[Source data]
----------------
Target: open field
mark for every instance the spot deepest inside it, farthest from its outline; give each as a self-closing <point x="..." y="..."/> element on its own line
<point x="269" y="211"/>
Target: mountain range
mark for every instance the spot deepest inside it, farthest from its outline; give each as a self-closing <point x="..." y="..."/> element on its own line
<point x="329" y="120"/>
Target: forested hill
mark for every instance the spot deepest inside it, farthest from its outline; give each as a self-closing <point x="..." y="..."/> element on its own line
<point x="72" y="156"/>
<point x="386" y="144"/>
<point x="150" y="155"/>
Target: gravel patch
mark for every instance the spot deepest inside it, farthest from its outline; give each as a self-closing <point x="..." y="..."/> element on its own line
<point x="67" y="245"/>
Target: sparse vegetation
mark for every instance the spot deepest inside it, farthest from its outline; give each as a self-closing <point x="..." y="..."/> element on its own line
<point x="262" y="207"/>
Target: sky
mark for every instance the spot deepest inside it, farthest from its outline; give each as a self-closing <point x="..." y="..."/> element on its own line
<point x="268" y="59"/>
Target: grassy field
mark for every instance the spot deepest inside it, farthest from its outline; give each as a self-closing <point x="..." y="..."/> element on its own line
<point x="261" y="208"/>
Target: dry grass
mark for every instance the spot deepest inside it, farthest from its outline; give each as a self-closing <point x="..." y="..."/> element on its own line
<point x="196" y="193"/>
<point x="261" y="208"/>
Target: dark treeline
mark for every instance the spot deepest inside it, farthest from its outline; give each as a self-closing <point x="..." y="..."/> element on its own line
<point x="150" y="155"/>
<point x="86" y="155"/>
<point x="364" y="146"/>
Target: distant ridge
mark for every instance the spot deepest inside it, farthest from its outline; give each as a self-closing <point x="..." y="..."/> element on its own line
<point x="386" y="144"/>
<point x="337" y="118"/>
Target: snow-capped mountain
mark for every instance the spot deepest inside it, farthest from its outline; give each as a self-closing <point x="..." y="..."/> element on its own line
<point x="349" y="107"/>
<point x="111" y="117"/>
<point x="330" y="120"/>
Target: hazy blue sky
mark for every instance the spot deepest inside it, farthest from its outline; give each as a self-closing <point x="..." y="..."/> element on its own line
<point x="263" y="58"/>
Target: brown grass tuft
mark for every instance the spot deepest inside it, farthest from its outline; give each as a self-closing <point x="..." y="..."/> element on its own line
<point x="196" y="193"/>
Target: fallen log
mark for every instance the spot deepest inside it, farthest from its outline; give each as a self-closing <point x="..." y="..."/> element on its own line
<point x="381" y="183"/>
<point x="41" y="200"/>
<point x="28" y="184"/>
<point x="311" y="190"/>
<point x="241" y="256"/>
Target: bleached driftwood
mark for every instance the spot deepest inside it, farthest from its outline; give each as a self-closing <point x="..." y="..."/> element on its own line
----------------
• What the task requires
Please output the records once more, exactly as they were written.

• Exercise response
Target: open field
mark for every instance the spot deepest inside it, farthest from its outline; give each as a self-closing <point x="..." y="..."/> element on its own line
<point x="269" y="211"/>
Target: mountain range
mark for every instance the spot deepest inside it, farthest from its outline; give each as a self-closing <point x="..." y="..."/> element on its own line
<point x="329" y="120"/>
Target: forested hill
mark for every instance the spot deepest inside it, farthest from its outline; give each as a self-closing <point x="..." y="..."/> element on its own line
<point x="72" y="156"/>
<point x="386" y="144"/>
<point x="150" y="155"/>
Target: gravel patch
mark for every instance the spot deepest inside it, farthest from its outline; give each as a self-closing <point x="..." y="..."/> element on its own line
<point x="67" y="245"/>
Target: sparse vegetation
mark for every instance the spot deepest inside it, farthest from its outline; give each as a self-closing <point x="..." y="..."/> element on its own line
<point x="262" y="207"/>
Target: sky
mark for every instance the spot deepest inside it, farthest from its outline; give each as a self-closing <point x="..." y="..."/> element on its own line
<point x="268" y="59"/>
Target: grassy field
mark for every instance the spot deepest inside it, farthest from its outline; give each as a self-closing <point x="..." y="..."/> element on its own line
<point x="261" y="208"/>
Target: dry grass
mark for every instance the spot deepest inside it, farthest from its outline; give each as a self-closing <point x="..." y="..."/> element on its own line
<point x="196" y="193"/>
<point x="261" y="208"/>
Target: dark treeline
mark for every instance the spot deepest inside it, farthest from its outline; give each as a self-closing <point x="..." y="..."/> element on its own line
<point x="150" y="155"/>
<point x="86" y="155"/>
<point x="364" y="146"/>
Target: distant ridge
mark for every instance the spot deepest inside it, farthest from its outline; give each as a self-closing <point x="..." y="..."/> element on its own line
<point x="386" y="144"/>
<point x="337" y="118"/>
Target: snow-capped mountain
mark for every instance the spot deepest inside it, farthest from its outline; give each as a self-closing <point x="..." y="..."/> element on its own line
<point x="349" y="107"/>
<point x="111" y="117"/>
<point x="330" y="120"/>
Target: hazy blue sky
mark for every instance the spot deepest inside it, farthest from its outline; give each as a self-closing <point x="..." y="..."/> element on its own line
<point x="263" y="58"/>
Target: brown grass tuft
mark for every instance the spot deepest inside it, farthest from its outline; give each as a self-closing <point x="..." y="..."/> element on its own line
<point x="196" y="193"/>
Target: fallen log
mark for every instance the spot deepest inside it, farthest from its outline; give each as a self-closing <point x="..." y="..."/> element on its own line
<point x="381" y="183"/>
<point x="41" y="200"/>
<point x="28" y="184"/>
<point x="311" y="190"/>
<point x="241" y="256"/>
Target: bleached driftwood
mark for every instance the spot deepest inside it, farthest from its outline; give each as a self-closing <point x="..." y="..."/> element on its own line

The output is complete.